GOOGLAMI LA “MELA” - ERIC SCHMIDT, PATRON DEL CELEBRE MOTORE DI RICERCA E DI YOUTUBE, SI STRUGGE PER PAPPARSI LA APPLE DI JOBS (“È STATO IL MICHELANGELO DELLA NOSTRA ERA”) - E LANCIA LA SFIDA: “FRA SEI MESI IL NOSTRO TABLET DI ALTA QUALITÀ E GOOGLE TV NELLA PRIMA METÀ DEL 2012” - GLOBALIZZAZIONE, CHE FARE? “SE L'ITALIA CHE REALIZZA UN GRANDE PRODOTTO E POI I CINESI SI METTONO A FARLO MEGLIO DI TE, NON HAI ALTERNATIVE: DEVI CAMBIARE”…

Massimo Gaggi per il "Corriere della Sera"

«Le gerarchie in azienda uccidono la creatività». Il presidente di Google, Eric Schmidt, racconta i piani segreti per vincere la concorrenza: «Fra sei mesi il nostro tablet di alta qualità e Google Tv nella prima metà del 2012». Poi ricorda il fondatore di Apple, Steve Jobs: «Steve Jobs è stato il Michelangelo della nostra era. Un mio amico e un personaggio unico, in grado di combinare creatività e genio visionario con una straordinaria capacità ingegneristica. A volte trovi persone che hanno una cosa o l'altra. Ma non le due insieme. Steve ha capito il potenziale rivoluzionario del tablet e ha creato un prodotto straordinario come l'iPad. Che è il futuro, ad esempio, della sua professione, il giornalismo. Ma le nostre aziende competono, si sfidano. Noi nei prossimi sei mesi contiamo di mettere sul mercato un tablet di altissima qualità. E nella comunicazione mobile, il mercato degli smartphone, vedrete una concorrenza brutale tra Apple e Android di Google. È il capitalismo».

Pomeriggio prenatalizio a Chelsea, il quartiere più trendy e giovanile di New York, a parlare di innovazione, delle gioie e dei dolori della rivoluzione digitale, col presidente di Google, Eric Schmidt. Circondati dall'archeologia industriale di un ex biscottificio della Nabisco. È qui che l'azienda californiana che ci ha cambiato la vita col suo motore di ricerca, ha costruito la sua base newyorchese: due edifici affacciati sulla Nona Avenue nei quali lavorano tremila ingegneri, computer scientists, esperti di marketing, manager della pubblicità.

Entrando al numero 75 ti ritrovi nel fiume dei clienti del Chelsea Market, mecca dello shopping, che occupa tutto il pian terreno. Ma, attraversando una porta laterale di acciaio grezzo, finisci in un ascensore che sale negli uffici di Google. «Era una fabbrica della National Biscuit Company. Qui si sfornavano cracker e Oreo», racconta Ellen West, la vice president di Google che mi guida da Schmidt pattinando su un parquet antico e un po' bruciacchiato, tra vecchi tubi di ghisa e arredi ultramoderni.

= = = = =

ESERCIZI PROPOSTI.
**A.** Nell'articolo, quale azienda produceva biscotti nell'edificio che oggi ospita la sede newyorchese di Google?
**B.** Trascrivi fedelmente dall'articolo il passo che inizia con le parole "Entrando al numero" e termina con "e arredi ultramoderni.".

[Estratti da un dataset di rilevamento]
= = = = =

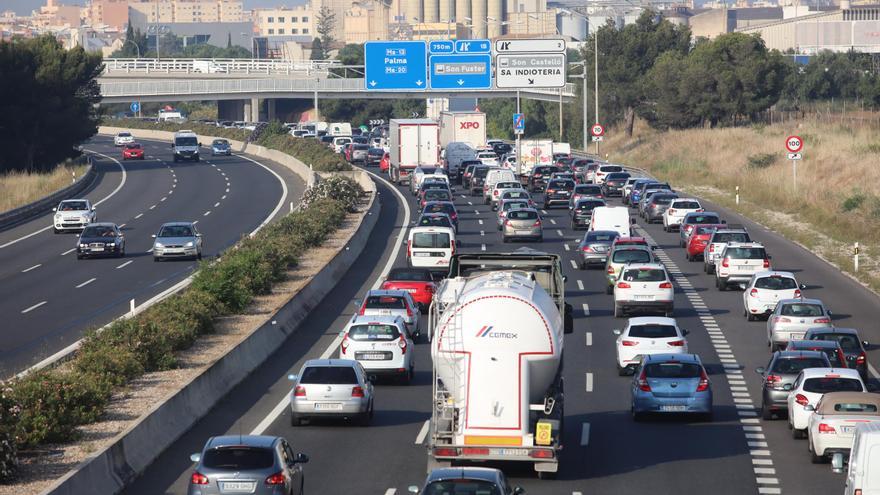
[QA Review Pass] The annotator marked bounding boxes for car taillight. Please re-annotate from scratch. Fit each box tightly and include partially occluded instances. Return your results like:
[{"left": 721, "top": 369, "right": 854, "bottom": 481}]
[
  {"left": 819, "top": 423, "right": 837, "bottom": 433},
  {"left": 266, "top": 472, "right": 284, "bottom": 485},
  {"left": 697, "top": 370, "right": 709, "bottom": 392}
]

= = = = =

RISPOSTE PER ESERCIZIO.
**A.** La National Biscuit Company (Nabisco).

**B.**
Entrando al numero 75 ti ritrovi nel fiume dei clienti del Chelsea Market, mecca dello shopping, che occupa tutto il pian terreno. Ma, attraversando una porta laterale di acciaio grezzo, finisci in un ascensore che sale negli uffici di Google. «Era una fabbrica della National Biscuit Company. Qui si sfornavano cracker e Oreo», racconta Ellen West, la vice president di Google che mi guida da Schmidt pattinando su un parquet antico e un po' bruciacchiato, tra vecchi tubi di ghisa e arredi ultramoderni.